*Texte fourni*
= = = =

Voyez-vous, lecture faite, nous ne nous posons plus pareille question. Le paysage – le pays sage – se laisse transporter vers les rives du rêve ; les fissures du barrage s’élargissent, l’auteur cède à la charge impérieuse de ses images : la mer monte et nous revient en mémoire des scènes remarquables de feu Christian Charrière. Quant à Grimbert, il écrivait en introduction de son livre : « cette station balnéaire – là où se situait son psychodrame – reposait sous le sable, cité enfouie dont le nom même appartenait à une langue morte. » Avons-nous maintenant compris ? Voici que cette langue redevient vivante, et les corps avec. Louis et Iannis, comme Théo et Vincent, s’extraient du train (leur ‘‘train de la mort’’) et main dans la main s’élancent à perte de vue vers la vraie vie à travers champs de coquelicots et tournesols. L’inconscient est un langage disait Lacan. Certes. Mais le grand mérite de Philippe Grimbert est de nous le faire oublier. Et de nous enseigner par l’exemple que la langue que parle l’inconscient, lorsqu’elle est bien décrite, nous porte au-delà de ses confins, de Freud à Jung enfin.

= = = =

*Items présentés*
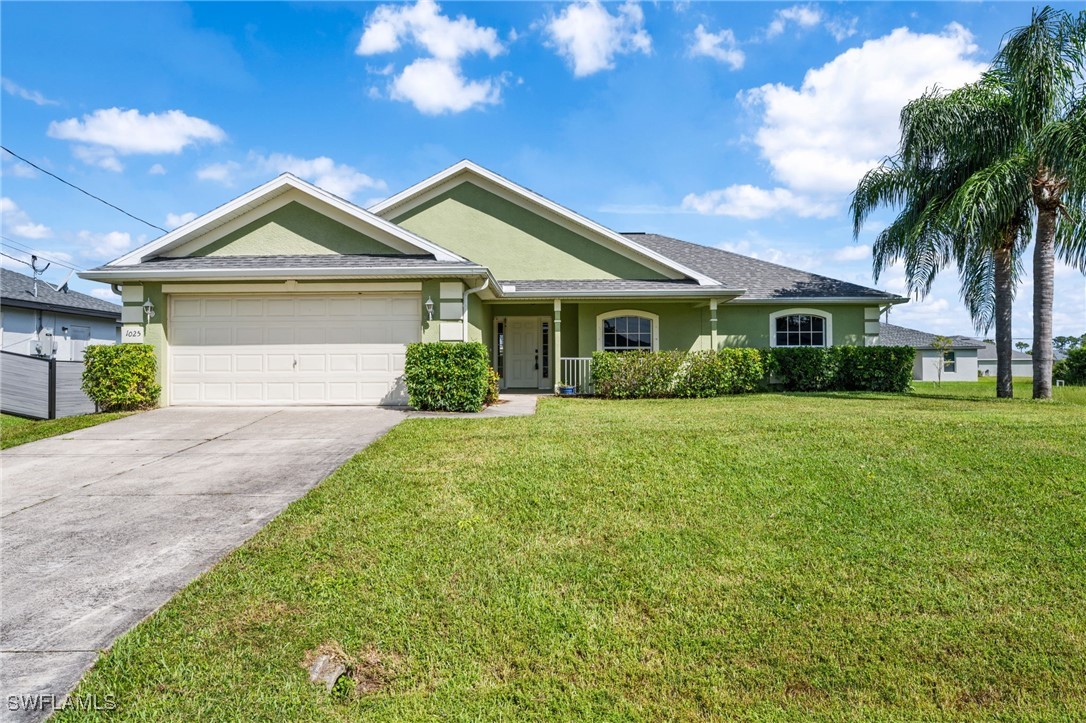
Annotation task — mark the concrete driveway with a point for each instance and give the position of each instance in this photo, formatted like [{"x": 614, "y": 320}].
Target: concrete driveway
[{"x": 101, "y": 527}]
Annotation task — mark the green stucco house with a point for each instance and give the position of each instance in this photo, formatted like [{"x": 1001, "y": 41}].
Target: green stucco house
[{"x": 291, "y": 295}]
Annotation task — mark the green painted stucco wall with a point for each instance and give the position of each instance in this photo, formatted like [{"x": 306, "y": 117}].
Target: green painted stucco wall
[
  {"x": 748, "y": 326},
  {"x": 293, "y": 229},
  {"x": 514, "y": 242}
]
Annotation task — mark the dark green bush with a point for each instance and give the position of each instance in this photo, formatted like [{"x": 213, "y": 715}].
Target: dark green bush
[
  {"x": 1073, "y": 368},
  {"x": 842, "y": 368},
  {"x": 493, "y": 390},
  {"x": 446, "y": 377},
  {"x": 121, "y": 377},
  {"x": 659, "y": 375}
]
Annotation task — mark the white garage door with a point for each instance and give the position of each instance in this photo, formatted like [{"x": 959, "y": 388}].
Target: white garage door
[{"x": 290, "y": 350}]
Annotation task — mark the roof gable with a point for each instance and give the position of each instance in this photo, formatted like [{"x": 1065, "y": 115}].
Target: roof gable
[
  {"x": 400, "y": 208},
  {"x": 269, "y": 198}
]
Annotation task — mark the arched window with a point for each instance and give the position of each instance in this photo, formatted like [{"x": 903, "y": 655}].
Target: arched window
[
  {"x": 628, "y": 331},
  {"x": 800, "y": 327}
]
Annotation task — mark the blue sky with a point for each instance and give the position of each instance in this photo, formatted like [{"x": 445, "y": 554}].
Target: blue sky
[{"x": 735, "y": 125}]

= = = =

*À faire*
1. Répondez aux questions suivantes d'après la critique du livre de Philippe Grimbert :
(a) Selon Lacan, cité dans la critique, qu'est-ce que l'inconscient ?
(b) Quels personnages s'extraient du train, main dans la main ?
(c) À travers quels champs s'élancent-ils ?
2. Indiquez si chacune des affirmations suivantes est conforme à la critique du livre de Philippe Grimbert, en citant les mots décisifs :
(a) La critique attribue à Freud la phrase selon laquelle l'inconscient est un langage.
(b) Grimbert présente la station balnéaire comme une cité enfouie sous le sable.
(c) Les fissures du barrage se referment.
3. Donnez la suite de la critique du livre de Philippe Grimbert à partir de sa dernière phrase.

*Réponses par tâche*
1.
(a) Un langage.
(b) Louis et Iannis.
(c) À travers des champs de coquelicots et de tournesols.

2.
(a) Non : « L’inconscient est un langage disait Lacan. »
(b) Oui : « reposait sous le sable, cité enfouie »
(c) Non : « les fissures du barrage s’élargissent »

3.
Hubert de Champris
[1] Nos bons lecteurs ne suivent pas forcément l’actualité de près. Rappelons donc que Jean Laplanche, récemment décédé, est l’auteur d’un succès de librairie, Vocabulaire de la psychanalyse (PUF) et que, de fil en aiguille, créant son propre système, il a pu être assimilé à un dissident du freudisme.